● Task to carry out
Everything from the line containing "Could you please locate the highway" down to the last line of the entries below must be transcribed exactly, and nothing else.

Dataset rows on where objects appear
+++
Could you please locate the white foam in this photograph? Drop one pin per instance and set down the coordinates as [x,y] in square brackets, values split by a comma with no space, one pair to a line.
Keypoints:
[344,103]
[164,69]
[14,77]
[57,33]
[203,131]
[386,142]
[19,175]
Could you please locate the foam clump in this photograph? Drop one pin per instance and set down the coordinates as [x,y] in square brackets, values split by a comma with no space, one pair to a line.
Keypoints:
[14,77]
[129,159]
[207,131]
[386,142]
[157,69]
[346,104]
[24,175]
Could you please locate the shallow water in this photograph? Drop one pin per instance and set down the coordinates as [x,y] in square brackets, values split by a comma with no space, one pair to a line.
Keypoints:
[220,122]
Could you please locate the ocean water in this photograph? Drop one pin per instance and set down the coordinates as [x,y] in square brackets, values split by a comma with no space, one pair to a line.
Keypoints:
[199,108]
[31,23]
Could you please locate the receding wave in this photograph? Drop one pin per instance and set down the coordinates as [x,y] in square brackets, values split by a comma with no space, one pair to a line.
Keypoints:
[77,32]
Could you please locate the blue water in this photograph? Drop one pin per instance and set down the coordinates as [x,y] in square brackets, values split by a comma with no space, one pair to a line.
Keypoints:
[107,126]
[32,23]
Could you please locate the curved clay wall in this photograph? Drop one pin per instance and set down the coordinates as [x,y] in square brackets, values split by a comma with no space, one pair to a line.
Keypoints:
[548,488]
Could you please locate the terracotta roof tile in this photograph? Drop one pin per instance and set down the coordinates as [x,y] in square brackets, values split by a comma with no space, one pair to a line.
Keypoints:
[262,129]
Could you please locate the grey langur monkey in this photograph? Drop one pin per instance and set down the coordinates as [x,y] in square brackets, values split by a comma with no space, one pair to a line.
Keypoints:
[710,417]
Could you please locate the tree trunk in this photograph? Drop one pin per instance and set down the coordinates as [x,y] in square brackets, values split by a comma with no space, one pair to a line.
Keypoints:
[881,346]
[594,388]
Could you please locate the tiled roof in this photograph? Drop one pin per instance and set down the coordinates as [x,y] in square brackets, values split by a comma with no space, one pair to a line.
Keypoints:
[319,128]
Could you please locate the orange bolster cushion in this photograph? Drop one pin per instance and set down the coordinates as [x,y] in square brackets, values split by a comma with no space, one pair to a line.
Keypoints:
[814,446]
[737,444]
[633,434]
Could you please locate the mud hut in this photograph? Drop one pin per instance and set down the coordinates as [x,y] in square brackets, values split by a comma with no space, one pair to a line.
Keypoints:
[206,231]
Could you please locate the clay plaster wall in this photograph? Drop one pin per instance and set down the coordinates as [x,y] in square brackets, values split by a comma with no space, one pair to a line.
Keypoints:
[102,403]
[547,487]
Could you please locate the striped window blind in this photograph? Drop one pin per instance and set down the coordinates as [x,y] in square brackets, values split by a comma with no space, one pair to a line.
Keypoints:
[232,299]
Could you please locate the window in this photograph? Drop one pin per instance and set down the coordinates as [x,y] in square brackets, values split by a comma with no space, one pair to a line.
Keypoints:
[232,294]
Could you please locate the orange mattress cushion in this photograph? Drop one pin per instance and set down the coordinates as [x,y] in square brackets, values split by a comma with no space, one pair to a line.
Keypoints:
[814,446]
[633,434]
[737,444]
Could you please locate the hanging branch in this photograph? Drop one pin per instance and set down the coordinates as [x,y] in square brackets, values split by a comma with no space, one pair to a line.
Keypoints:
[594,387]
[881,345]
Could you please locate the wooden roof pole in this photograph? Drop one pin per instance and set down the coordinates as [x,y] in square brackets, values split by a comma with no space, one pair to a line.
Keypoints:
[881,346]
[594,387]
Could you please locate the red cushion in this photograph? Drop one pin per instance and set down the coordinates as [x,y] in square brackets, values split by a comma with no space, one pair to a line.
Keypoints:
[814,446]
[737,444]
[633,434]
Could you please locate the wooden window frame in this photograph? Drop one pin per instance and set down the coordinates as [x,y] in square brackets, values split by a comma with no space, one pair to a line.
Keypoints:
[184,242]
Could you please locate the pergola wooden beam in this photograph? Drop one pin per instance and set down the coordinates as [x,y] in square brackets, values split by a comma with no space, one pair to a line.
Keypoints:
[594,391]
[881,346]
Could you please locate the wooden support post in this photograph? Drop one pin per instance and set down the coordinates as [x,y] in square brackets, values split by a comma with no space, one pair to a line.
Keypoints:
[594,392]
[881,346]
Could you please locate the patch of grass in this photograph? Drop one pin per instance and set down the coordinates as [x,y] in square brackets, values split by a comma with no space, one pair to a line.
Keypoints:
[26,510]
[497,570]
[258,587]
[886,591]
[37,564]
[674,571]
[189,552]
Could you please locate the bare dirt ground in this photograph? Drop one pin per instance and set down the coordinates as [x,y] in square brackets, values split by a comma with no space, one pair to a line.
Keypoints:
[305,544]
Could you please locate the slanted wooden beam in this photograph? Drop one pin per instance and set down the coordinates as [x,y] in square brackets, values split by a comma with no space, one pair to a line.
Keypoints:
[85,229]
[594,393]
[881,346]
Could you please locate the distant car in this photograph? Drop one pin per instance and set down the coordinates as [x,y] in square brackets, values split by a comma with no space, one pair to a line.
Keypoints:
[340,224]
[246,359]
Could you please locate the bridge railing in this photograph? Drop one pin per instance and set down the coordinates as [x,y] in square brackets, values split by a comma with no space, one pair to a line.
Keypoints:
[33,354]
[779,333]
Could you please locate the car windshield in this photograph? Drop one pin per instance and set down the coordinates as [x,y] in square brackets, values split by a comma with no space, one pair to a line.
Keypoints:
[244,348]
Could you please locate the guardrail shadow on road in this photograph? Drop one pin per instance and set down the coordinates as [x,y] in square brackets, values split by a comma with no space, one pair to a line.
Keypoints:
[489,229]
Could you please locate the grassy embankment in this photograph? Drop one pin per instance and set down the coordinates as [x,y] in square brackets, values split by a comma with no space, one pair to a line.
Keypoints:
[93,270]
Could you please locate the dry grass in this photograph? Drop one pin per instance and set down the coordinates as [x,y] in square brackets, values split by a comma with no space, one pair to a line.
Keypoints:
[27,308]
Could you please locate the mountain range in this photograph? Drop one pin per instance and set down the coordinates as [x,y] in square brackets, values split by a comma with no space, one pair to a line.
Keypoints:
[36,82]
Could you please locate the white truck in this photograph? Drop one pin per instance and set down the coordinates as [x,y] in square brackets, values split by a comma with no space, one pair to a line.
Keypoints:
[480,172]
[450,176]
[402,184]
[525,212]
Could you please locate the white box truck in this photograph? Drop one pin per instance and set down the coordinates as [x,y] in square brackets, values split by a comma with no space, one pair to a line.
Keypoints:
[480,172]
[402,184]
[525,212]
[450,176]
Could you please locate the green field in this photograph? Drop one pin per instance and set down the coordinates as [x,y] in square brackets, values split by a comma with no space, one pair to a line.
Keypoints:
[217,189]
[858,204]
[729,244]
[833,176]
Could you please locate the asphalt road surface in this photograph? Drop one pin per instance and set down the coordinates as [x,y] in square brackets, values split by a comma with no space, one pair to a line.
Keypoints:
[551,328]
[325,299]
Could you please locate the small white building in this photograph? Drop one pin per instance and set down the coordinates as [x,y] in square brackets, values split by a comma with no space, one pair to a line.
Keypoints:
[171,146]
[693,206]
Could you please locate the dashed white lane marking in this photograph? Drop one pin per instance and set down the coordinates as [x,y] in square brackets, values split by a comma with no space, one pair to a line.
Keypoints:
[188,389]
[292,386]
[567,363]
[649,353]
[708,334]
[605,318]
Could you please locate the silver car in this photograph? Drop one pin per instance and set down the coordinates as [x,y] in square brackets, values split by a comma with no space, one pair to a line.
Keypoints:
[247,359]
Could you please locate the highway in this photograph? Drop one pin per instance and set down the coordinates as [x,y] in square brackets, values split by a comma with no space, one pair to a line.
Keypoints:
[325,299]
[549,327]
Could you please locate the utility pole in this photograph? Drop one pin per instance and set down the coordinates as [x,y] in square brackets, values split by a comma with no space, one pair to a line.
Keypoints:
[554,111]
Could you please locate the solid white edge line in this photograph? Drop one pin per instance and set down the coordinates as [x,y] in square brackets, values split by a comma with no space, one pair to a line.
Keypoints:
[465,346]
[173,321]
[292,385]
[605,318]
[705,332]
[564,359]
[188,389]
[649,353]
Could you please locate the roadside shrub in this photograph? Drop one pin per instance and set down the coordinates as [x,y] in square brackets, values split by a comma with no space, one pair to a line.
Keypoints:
+++
● Answer for the task
Could you please locate the highway in this photograph? Drop one pin per instance and set down the coordinates as [x,y] in square brackets, values split by a comma with no space, one pair to a line.
Keypoints:
[325,299]
[549,327]
Could you please locate the utility pole in this photograph? Drop one pin per instance and set down the coordinates as [x,y] in square brackets, values split by a comma with no space, one pair to a line.
Keypoints:
[554,111]
Could you please locate the solid white edge line in this photograph? Drop one pin per instance and set down the coordinates as [x,y] in square brackets, values split by a comma with no space, one pair to a line.
Keypoints:
[465,346]
[173,321]
[292,385]
[605,318]
[705,332]
[564,359]
[188,389]
[649,353]
Could you please locate the roadside shrub in this photograph? Drop one pin per instance and set down the coordinates as [x,y] in square brackets, values split by a comma with no space, one pair to a line.
Keypoints:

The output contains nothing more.